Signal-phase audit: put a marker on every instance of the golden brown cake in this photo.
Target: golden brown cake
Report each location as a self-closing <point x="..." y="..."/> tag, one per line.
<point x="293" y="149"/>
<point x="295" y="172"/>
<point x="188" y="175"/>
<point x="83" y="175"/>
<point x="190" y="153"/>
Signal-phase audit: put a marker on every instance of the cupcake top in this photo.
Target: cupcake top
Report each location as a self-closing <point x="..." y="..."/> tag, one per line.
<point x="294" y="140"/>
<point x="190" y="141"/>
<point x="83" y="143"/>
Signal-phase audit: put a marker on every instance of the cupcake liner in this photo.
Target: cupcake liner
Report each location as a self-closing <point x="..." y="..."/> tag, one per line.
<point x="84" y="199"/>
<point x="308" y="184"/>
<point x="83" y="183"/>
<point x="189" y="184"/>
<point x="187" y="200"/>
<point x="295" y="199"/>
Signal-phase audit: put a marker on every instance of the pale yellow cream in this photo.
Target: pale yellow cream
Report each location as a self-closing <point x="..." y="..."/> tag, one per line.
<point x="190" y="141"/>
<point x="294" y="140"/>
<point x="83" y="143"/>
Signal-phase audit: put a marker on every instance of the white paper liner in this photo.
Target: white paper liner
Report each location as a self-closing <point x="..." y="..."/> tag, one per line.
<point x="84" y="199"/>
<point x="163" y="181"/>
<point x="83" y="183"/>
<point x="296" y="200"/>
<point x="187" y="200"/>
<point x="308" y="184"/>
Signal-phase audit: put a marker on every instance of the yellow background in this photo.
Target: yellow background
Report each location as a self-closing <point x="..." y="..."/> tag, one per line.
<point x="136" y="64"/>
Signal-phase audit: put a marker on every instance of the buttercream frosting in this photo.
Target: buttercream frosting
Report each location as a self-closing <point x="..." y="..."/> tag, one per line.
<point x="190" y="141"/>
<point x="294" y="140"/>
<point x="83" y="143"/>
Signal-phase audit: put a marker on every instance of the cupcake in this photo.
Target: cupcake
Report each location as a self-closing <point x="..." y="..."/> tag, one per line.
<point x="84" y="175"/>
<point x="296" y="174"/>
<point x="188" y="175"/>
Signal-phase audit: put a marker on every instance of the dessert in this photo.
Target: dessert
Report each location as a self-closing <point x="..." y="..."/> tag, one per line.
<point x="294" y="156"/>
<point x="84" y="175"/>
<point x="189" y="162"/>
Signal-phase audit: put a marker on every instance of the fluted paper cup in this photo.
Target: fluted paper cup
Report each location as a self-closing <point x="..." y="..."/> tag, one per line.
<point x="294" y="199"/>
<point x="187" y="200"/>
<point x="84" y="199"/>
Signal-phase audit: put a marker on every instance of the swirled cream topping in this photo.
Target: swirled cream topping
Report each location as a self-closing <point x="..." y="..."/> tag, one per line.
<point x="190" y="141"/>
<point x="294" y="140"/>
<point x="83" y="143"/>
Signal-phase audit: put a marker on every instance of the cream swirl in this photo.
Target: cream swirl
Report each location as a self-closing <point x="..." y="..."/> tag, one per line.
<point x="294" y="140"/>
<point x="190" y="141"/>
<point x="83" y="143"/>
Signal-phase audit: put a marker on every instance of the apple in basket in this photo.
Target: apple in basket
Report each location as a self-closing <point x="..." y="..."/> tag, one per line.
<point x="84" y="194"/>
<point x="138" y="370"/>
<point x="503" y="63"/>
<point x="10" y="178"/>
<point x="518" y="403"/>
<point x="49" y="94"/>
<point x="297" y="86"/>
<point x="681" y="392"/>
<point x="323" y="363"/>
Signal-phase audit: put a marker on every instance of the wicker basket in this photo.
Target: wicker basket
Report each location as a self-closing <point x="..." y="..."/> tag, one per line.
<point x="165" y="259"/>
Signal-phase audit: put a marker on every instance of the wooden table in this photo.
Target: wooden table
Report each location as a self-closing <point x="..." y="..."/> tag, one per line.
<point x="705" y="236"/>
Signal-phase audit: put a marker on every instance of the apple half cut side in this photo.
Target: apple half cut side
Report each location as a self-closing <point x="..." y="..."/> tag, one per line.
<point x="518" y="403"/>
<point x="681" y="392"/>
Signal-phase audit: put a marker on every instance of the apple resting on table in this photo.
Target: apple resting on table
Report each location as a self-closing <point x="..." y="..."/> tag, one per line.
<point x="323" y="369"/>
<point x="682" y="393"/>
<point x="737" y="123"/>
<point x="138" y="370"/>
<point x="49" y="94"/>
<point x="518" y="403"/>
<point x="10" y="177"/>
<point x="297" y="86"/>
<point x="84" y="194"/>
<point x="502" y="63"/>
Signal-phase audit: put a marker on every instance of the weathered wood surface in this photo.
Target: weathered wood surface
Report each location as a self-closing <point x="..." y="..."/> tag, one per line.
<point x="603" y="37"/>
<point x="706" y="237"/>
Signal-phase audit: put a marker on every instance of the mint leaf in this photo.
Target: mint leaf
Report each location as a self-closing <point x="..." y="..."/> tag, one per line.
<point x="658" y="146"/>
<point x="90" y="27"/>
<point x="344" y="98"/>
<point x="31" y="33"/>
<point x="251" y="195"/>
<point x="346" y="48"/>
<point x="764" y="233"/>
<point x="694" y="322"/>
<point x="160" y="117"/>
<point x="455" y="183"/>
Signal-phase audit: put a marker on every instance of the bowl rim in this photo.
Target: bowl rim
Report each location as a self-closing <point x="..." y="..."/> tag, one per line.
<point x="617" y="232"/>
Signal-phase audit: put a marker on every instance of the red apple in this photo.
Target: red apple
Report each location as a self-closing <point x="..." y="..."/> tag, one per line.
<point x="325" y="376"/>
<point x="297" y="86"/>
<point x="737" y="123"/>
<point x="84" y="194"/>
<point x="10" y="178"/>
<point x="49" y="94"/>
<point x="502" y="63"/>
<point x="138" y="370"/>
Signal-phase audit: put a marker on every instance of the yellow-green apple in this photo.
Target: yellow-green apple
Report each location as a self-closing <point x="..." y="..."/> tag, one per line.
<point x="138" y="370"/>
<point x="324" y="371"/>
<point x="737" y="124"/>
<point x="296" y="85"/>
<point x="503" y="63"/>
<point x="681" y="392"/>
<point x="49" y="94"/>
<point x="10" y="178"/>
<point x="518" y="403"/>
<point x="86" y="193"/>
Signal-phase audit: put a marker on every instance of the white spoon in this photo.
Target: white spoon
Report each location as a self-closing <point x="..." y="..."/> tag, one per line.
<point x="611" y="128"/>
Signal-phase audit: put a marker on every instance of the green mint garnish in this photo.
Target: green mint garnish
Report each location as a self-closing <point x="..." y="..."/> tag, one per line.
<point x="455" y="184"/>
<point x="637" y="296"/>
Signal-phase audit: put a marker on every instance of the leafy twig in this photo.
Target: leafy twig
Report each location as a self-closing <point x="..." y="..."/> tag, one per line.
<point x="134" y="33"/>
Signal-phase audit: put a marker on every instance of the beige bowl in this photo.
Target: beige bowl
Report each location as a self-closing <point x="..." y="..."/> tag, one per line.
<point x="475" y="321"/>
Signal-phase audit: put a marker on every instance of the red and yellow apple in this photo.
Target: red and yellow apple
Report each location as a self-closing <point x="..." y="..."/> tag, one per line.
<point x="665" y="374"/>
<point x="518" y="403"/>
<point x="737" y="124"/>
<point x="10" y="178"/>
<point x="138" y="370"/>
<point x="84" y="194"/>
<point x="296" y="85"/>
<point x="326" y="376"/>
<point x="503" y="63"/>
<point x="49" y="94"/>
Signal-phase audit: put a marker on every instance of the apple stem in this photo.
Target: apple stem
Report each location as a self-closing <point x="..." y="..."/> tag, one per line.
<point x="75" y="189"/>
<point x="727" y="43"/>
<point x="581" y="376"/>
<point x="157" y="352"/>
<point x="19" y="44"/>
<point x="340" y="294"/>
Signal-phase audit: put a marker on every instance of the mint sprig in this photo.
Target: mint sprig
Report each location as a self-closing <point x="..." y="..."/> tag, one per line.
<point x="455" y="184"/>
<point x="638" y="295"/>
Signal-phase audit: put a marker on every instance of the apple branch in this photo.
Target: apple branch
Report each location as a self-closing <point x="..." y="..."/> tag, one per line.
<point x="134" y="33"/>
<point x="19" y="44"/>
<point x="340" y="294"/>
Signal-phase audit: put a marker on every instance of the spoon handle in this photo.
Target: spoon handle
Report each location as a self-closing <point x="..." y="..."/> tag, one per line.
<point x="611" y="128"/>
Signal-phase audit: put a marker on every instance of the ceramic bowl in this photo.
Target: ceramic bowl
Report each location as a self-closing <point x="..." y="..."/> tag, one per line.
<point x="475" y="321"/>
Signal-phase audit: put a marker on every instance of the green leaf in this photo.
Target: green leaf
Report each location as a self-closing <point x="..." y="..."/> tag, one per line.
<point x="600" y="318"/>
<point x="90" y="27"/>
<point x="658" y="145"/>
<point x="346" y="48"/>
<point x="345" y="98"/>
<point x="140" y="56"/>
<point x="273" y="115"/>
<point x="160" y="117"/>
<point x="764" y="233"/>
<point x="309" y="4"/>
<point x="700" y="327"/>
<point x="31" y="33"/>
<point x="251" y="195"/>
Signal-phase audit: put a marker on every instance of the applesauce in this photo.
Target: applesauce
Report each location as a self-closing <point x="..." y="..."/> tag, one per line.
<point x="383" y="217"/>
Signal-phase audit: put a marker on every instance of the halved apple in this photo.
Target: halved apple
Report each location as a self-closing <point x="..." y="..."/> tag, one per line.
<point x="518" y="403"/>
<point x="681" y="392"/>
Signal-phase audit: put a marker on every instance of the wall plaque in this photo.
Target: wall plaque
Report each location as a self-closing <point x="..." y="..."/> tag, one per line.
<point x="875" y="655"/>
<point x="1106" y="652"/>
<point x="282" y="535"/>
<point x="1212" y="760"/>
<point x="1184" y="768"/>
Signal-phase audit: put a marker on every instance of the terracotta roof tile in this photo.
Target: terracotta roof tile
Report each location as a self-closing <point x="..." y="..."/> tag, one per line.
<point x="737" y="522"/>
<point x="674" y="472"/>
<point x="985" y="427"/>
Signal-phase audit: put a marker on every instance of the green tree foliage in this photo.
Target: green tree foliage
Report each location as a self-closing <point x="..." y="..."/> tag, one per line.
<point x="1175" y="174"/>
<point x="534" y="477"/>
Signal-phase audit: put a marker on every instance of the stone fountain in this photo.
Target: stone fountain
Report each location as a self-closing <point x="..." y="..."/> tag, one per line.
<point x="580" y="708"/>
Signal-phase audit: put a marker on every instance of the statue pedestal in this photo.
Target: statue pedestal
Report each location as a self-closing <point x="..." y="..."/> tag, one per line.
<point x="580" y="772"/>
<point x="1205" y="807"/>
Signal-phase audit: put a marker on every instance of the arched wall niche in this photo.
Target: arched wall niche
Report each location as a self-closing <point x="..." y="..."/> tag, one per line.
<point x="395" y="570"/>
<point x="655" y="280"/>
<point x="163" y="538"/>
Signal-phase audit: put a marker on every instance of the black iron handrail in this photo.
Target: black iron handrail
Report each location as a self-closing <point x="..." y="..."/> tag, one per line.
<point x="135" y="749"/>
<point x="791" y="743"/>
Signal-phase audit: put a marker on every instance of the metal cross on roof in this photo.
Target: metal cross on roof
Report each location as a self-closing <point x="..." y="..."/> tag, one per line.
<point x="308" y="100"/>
--------------------------------
Goal:
Set down, unchanged, the line that contains "Signal-phase audit: put a marker on every instance of the arched" together with every later line in the records, through the last one.

Response to the task:
Signal-phase audit: put a marker on every instance of the arched wall niche in this photo.
Target: arched wall niche
Report each location as a self-closing <point x="..." y="..."/> tag, one per line.
<point x="395" y="570"/>
<point x="655" y="280"/>
<point x="163" y="538"/>
Signal-phase audit: put a marker on every instance of the black iron handrail in this photo.
Target: black iron handrail
Report each location as a self-closing <point x="..." y="..."/> tag, one per line.
<point x="135" y="749"/>
<point x="791" y="743"/>
Signal-phase audit: put a marker on every instance of the metal cross on roof in this photo.
Target: metal cross on roof
Report each location as a self-closing <point x="..." y="..."/> tag, one per line.
<point x="308" y="100"/>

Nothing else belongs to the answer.